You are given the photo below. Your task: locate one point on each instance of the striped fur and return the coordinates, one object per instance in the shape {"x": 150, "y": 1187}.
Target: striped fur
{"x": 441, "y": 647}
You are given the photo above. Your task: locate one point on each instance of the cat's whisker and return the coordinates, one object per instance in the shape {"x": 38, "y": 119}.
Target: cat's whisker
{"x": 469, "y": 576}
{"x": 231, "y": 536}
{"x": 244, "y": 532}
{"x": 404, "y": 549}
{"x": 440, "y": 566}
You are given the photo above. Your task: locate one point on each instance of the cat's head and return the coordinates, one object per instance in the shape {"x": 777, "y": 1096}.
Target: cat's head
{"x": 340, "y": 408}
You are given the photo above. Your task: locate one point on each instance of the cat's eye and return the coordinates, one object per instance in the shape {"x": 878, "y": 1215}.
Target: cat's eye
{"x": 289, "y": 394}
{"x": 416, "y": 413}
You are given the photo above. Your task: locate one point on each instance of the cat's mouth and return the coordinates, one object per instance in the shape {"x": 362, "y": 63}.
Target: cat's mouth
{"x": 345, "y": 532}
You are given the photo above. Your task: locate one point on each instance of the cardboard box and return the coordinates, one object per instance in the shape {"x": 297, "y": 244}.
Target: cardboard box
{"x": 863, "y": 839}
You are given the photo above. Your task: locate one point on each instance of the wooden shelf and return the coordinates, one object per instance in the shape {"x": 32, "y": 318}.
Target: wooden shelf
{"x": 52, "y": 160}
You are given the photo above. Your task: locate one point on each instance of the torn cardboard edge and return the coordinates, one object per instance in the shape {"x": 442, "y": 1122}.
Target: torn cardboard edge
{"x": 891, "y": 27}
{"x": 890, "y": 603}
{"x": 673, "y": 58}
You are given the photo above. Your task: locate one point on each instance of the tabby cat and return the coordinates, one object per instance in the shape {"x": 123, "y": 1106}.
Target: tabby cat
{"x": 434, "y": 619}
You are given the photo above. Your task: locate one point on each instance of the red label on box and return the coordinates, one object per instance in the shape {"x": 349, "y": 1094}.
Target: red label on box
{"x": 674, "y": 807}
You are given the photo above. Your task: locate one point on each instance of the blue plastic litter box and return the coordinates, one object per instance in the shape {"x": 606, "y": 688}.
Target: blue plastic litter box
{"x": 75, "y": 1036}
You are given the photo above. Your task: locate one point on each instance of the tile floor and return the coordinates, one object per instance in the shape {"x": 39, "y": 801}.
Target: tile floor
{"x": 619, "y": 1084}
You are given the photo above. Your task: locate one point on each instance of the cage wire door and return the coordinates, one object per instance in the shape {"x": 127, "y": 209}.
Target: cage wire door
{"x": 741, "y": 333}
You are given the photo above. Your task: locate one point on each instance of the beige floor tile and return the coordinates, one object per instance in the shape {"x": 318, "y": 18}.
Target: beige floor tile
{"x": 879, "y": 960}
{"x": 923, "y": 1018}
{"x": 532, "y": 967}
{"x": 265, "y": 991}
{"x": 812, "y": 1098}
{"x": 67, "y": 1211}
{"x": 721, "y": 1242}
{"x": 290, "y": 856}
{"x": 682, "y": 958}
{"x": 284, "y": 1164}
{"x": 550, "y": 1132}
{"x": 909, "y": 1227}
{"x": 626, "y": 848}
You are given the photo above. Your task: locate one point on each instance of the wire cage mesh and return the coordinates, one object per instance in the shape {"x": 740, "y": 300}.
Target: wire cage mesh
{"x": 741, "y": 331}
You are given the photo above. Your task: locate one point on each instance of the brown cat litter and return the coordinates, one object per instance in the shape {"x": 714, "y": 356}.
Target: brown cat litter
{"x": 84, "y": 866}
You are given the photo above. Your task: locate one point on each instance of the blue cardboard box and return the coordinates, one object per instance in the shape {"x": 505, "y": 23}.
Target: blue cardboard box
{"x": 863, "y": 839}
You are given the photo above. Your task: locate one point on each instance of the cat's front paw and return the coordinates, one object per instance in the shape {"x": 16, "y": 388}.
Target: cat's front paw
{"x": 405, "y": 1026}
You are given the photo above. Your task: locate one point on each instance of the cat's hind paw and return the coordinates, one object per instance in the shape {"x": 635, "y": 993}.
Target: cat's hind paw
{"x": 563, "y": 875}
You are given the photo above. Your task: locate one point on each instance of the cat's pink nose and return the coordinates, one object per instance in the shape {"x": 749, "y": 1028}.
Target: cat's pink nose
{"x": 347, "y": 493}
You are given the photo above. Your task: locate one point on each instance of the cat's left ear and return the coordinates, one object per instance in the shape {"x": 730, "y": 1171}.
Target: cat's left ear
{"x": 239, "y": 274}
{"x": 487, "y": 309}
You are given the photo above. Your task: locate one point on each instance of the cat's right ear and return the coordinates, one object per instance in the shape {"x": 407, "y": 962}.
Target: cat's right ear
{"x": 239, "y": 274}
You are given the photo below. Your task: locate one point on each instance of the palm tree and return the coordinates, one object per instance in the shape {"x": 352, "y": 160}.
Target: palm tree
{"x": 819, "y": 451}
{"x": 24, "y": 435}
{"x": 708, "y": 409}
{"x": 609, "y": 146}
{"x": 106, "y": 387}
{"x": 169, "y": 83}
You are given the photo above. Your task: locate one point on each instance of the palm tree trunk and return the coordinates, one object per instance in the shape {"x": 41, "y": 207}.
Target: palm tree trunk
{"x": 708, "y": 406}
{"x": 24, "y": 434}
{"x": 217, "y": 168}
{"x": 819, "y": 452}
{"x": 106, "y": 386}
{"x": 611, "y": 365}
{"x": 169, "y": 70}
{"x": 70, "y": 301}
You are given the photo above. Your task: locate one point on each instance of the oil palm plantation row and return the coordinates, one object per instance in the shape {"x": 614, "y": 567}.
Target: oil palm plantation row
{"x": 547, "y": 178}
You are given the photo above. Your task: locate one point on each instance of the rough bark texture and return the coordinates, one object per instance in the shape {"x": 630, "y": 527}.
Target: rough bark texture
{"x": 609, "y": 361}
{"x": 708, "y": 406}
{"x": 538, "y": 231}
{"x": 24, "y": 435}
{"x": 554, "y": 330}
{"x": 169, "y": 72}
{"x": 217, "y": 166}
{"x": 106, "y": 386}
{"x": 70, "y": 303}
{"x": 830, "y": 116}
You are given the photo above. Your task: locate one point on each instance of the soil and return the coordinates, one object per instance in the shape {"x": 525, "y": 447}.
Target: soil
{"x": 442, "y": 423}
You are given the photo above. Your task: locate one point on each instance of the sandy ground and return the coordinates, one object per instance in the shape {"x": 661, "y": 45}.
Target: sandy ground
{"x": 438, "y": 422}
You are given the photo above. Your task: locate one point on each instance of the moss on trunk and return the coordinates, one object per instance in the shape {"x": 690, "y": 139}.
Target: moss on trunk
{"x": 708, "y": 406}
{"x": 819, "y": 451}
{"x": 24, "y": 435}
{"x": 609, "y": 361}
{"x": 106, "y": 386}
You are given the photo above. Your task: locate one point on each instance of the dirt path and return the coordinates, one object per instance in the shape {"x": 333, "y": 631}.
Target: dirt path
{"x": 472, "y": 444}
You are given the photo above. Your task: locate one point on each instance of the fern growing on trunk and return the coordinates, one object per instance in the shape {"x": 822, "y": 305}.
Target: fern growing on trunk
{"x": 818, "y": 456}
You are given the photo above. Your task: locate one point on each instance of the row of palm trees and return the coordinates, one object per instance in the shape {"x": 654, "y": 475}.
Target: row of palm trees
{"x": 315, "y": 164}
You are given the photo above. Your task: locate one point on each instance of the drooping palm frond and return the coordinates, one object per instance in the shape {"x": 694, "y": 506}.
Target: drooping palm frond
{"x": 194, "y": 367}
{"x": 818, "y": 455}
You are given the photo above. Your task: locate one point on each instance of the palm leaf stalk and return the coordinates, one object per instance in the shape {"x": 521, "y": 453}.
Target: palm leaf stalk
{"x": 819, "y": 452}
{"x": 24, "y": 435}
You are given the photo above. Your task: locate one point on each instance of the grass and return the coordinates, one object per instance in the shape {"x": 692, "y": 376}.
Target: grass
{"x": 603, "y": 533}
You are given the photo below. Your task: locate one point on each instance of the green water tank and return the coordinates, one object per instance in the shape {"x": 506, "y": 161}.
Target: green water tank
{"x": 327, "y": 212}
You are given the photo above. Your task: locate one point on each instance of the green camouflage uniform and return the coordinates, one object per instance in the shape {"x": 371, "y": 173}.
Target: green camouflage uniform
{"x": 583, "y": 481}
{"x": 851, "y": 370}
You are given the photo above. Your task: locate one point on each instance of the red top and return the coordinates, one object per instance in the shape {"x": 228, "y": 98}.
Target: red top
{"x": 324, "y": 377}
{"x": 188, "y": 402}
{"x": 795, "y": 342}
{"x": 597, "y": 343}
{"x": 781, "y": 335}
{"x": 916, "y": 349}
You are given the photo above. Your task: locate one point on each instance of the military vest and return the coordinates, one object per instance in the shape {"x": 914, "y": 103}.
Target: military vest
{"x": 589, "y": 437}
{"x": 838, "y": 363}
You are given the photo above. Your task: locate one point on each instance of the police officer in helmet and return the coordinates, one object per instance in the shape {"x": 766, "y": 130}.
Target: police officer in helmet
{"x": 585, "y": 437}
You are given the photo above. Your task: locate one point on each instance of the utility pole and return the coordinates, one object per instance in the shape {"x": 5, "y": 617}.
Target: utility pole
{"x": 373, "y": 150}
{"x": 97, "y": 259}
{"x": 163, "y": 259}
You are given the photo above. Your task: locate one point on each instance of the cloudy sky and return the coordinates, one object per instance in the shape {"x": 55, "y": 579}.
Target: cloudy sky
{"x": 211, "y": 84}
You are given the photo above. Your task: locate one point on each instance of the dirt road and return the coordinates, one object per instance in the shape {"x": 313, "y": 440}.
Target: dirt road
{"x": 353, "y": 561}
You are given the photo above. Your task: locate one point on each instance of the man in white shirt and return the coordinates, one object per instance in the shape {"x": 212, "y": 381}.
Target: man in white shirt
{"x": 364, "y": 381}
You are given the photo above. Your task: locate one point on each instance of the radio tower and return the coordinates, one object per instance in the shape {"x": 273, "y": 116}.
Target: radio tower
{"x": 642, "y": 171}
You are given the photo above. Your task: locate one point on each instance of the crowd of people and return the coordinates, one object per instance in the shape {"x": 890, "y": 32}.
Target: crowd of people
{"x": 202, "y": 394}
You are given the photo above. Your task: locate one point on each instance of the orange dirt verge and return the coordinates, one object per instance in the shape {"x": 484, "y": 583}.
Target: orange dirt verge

:::::

What to do
Begin with the first line of the records and reproduce each line as is, ending with the line that holds "the cat's whisker".

Your solution
You are given the photo below. Your task: locate one point on each instance of the striped fur and return the coordinates, one object per instance in the shape {"x": 150, "y": 1187}.
Target: striped fur
{"x": 441, "y": 647}
You are given the photo above. Your task: locate one point on each instance of the cat's whisker and return the coordinates, one object per instance in the shape {"x": 38, "y": 119}.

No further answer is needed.